**WHAT THIS TASK INVOLVES:** What follows is a block of records; reproduce all of it verbatim.

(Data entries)
────

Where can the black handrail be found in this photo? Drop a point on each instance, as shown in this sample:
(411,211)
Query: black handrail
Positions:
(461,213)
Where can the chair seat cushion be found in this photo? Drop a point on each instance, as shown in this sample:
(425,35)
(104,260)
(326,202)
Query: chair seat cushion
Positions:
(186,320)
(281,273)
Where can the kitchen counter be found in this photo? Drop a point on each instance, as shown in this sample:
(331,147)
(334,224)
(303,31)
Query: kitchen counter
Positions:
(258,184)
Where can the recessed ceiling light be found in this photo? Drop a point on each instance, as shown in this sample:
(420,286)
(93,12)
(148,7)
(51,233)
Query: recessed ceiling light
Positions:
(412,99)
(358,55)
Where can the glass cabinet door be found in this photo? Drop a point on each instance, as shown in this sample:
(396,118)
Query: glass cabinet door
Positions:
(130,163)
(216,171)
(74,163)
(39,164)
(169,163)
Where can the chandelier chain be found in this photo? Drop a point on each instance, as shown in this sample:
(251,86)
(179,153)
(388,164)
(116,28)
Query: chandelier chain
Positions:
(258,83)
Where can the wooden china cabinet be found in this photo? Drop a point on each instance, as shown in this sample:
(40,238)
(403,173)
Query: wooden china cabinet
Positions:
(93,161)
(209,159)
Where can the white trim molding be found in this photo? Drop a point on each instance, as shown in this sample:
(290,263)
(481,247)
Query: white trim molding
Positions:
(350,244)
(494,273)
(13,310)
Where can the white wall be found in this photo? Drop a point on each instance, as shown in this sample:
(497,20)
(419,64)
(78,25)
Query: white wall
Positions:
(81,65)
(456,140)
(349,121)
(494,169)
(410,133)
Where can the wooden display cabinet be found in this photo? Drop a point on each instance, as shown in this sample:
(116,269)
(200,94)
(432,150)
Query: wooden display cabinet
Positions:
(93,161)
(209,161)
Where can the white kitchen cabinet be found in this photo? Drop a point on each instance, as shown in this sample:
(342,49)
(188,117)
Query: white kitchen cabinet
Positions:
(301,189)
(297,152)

────

**REPLY TO THE EXERCISE:**
Where can the black handrail be found in this photo? Drop a point on each instance, as shown in this sample:
(411,211)
Query: black handrail
Positions:
(461,213)
Where can the chair seat cushion be found in this photo? Drop a point on each instance, as shown in this sample:
(425,35)
(104,260)
(326,202)
Query: chair seat cushion
Positions:
(186,320)
(281,273)
Where can the kitchen counter be found in this photo? Drop a point on each instance, as shown in this sample:
(331,147)
(334,224)
(303,31)
Query: kitchen counter
Positions:
(258,184)
Where can the recessed ceiling light be found in this photo? Drop a point on each instance, as shown in this sample:
(420,286)
(93,12)
(148,7)
(51,233)
Query: recessed ceiling light
Positions:
(412,99)
(358,55)
Where can the glass cabinet door be found in this photo? Drop a point on each instance, as shown in this sample:
(396,118)
Query: glass cabinet door
Positions:
(130,163)
(216,171)
(74,163)
(39,164)
(169,163)
Where can the chandelier chain be found in this photo? Drop a point on each instance, as shown in this sample:
(251,86)
(179,153)
(388,164)
(116,28)
Query: chandelier chain
Positions:
(258,83)
Where can the wooden china cabinet be found in this photo? Drop a point on each instance, as shown in this sample:
(40,238)
(403,173)
Query: wooden china cabinet
Positions:
(93,161)
(209,159)
Where can the white trim molding be found in this photo? Drop a point on each instance, as shown in this sample:
(290,263)
(481,247)
Query: white trim molding
Positions:
(350,244)
(494,273)
(13,310)
Where can the white wall be found in this photo? Drop a point on each instance, as shown in this sample:
(497,20)
(419,64)
(78,25)
Query: white wall
Positions:
(81,65)
(456,140)
(349,121)
(494,169)
(410,133)
Where can the wooden display cabinet be found in this photo? Drop a point on each instance, as shown in this sample:
(116,269)
(200,94)
(432,150)
Query: wooden display cabinet
Positions:
(93,161)
(209,161)
Where can the white kitchen cabinet be found in this photo? Drop a point on each instance, as shown in this sample:
(342,49)
(188,117)
Query: white kitchen cabinet
Positions:
(301,189)
(297,152)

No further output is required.